**DIRECTIVE**
Return each line of the records below that contains the word "roof".

**DATA SECTION**
=======

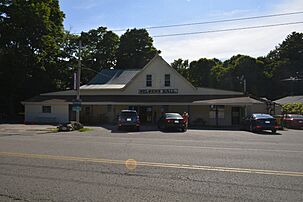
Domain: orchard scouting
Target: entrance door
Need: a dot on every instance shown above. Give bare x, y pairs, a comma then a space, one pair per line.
146, 114
235, 115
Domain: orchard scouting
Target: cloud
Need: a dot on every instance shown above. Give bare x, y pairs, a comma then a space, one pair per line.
223, 45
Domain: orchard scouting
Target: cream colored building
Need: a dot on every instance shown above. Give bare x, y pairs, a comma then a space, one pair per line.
153, 90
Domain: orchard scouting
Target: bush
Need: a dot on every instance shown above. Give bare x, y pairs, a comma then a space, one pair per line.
295, 108
76, 125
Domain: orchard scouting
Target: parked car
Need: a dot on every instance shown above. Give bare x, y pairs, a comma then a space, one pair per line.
259, 122
172, 121
293, 121
128, 119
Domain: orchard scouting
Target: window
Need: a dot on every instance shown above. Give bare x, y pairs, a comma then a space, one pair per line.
213, 109
109, 108
148, 80
167, 80
87, 110
46, 109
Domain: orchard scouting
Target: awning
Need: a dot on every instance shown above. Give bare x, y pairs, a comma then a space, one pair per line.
242, 101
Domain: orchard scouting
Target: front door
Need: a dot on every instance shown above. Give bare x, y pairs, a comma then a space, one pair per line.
146, 114
235, 115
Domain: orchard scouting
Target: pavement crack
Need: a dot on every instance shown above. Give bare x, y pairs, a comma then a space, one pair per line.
12, 197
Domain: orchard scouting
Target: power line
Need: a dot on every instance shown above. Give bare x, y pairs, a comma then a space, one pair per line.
226, 30
215, 21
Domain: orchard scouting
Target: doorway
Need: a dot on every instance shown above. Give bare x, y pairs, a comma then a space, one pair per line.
235, 115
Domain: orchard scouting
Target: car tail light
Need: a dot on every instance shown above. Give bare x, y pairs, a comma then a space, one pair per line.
168, 120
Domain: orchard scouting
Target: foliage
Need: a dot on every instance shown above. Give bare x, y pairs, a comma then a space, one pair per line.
200, 71
278, 74
98, 51
295, 108
135, 49
182, 67
31, 32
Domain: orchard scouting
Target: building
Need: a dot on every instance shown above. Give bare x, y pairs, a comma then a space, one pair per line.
290, 100
152, 90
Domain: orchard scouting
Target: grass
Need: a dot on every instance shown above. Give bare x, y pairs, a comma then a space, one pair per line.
85, 129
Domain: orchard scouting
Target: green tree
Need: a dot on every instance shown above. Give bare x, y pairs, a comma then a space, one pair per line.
31, 32
135, 50
99, 51
182, 67
286, 65
200, 71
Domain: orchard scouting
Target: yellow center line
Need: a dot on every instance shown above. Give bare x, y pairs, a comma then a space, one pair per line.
154, 164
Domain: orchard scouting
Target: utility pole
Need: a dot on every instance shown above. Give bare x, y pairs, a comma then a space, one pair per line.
78, 83
244, 85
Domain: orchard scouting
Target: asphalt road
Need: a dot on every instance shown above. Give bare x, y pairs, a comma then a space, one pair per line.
106, 165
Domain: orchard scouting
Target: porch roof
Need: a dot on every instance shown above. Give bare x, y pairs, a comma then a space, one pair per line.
150, 99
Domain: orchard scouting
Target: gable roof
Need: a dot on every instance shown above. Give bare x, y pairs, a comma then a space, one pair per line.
111, 79
290, 99
157, 56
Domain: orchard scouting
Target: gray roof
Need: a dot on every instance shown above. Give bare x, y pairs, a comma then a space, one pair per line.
152, 99
290, 99
114, 76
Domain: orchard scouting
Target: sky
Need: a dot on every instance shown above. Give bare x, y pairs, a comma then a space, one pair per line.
83, 15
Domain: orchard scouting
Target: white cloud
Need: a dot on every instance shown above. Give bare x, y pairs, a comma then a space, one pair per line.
223, 45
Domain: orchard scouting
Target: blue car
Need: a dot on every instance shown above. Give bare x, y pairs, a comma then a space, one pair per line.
259, 122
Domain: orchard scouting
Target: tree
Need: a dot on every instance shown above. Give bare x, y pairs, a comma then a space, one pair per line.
200, 71
286, 65
99, 51
31, 32
182, 67
135, 49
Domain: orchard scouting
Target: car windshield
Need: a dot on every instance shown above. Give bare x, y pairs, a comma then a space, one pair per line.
128, 114
173, 115
296, 116
263, 116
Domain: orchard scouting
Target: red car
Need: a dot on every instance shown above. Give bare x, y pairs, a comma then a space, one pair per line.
293, 121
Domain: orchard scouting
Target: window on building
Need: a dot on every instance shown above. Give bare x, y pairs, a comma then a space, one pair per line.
46, 109
109, 108
167, 80
87, 110
148, 80
213, 109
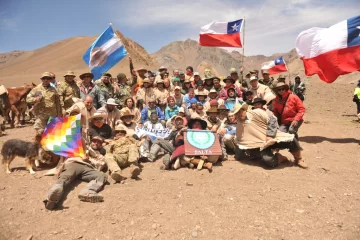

=======

**WRITTEN SOLUTION**
Target: porch roof
Target: gable roof
Target: gray roof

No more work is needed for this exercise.